● **Reading text**
Scientific classification
- Kingdom: Animalia
- Phylum: Mollusca
- Class: Gastropoda
- Subclass: Caenogastropoda
- Order: Neogastropoda
- Superfamily: Conoidea
- Family: Conidae
- Genus: Conus
- Species: C. musicus
- Binomial name: Conus musicus Hwass in Bruguière, 1792
- Synonyms: Conus (Harmoniconus) musicus Hwass in Bruguière, 1792 · accepted, alternate representation; Conus acutus G. B. Sowerby II, 1857 (junior homonym of Conus acutus Anton, 1839); Conus ceylanensis Hwass in Bruguière, 1792; Conus mighelsi Kiener, 1845; Harmoniconus musicus (Hwass in Bruguière, 1792); Virroconus musicus (Hwass in Bruguière, 1792);

= Conus musicus =

- Authority: Hwass in Bruguière, 1792
- Conservation status: LC
- Synonyms: Conus (Harmoniconus) musicus Hwass in Bruguière, 1792 · accepted, alternate representation, Conus acutus G. B. Sowerby II, 1857 (junior homonym of Conus acutus Anton, 1839), Conus ceylanensis Hwass in Bruguière, 1792, Conus mighelsi Kiener, 1845, Harmoniconus musicus (Hwass in Bruguière, 1792), Virroconus musicus (Hwass in Bruguière, 1792)

● **Exercises to complete**
1. Rewrite everything from "- Authority: Hwass" down to "1792), Virroconus musicus (Hwass in Bruguière, 1792)" in the Conus musicus text, replacing "Authority" with "Author citation".
2. To which family does the Conus musicus text assign the species?
The entries have no role in this exercise.

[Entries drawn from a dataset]
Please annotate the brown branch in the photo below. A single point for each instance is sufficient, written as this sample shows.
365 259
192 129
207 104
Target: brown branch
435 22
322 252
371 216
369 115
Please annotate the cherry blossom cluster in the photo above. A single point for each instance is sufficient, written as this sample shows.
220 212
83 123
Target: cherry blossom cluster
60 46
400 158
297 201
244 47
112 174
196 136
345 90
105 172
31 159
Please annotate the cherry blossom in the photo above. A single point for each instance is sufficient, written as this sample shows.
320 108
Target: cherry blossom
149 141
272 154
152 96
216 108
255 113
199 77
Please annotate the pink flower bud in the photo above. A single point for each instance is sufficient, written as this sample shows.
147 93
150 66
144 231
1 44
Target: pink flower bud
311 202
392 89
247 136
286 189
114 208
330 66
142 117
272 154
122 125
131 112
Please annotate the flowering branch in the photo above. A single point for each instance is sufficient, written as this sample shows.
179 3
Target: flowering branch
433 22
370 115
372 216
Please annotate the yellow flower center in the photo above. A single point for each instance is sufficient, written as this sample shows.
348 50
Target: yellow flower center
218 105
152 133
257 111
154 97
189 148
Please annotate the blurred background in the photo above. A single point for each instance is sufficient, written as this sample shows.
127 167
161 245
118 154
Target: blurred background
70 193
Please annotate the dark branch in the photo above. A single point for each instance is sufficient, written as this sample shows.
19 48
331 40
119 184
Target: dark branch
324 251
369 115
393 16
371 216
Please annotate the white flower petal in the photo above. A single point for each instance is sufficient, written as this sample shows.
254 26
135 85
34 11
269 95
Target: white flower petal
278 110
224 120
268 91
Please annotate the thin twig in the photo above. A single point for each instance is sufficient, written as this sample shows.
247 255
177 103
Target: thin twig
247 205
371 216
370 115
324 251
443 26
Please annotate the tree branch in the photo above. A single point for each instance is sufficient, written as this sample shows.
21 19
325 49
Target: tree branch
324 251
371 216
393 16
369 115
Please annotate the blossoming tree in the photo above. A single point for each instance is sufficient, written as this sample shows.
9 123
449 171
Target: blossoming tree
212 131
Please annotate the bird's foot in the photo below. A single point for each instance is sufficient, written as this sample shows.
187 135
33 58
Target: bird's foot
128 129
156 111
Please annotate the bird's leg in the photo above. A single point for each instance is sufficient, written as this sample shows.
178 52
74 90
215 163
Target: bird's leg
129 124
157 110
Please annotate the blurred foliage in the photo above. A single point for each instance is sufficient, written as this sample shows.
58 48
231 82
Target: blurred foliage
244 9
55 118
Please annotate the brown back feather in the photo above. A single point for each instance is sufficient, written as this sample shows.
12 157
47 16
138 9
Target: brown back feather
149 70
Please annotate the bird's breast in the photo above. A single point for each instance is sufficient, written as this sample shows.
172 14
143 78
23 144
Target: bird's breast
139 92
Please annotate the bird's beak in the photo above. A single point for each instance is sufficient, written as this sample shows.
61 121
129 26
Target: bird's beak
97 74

● **Solutions by task**
1.
- Author citation: Hwass in Bruguière, 1792
- Conservation status: LC
- Synonyms: Conus (Harmoniconus) musicus Hwass in Bruguière, 1792 · accepted, alternate representation, Conus acutus G. B. Sowerby II, 1857 (junior homonym of Conus acutus Anton, 1839), Conus ceylanensis Hwass in Bruguière, 1792, Conus mighelsi Kiener, 1845, Harmoniconus musicus (Hwass in Bruguière, 1792), Virroconus musicus (Hwass in Bruguière, 1792)

2. Conidae.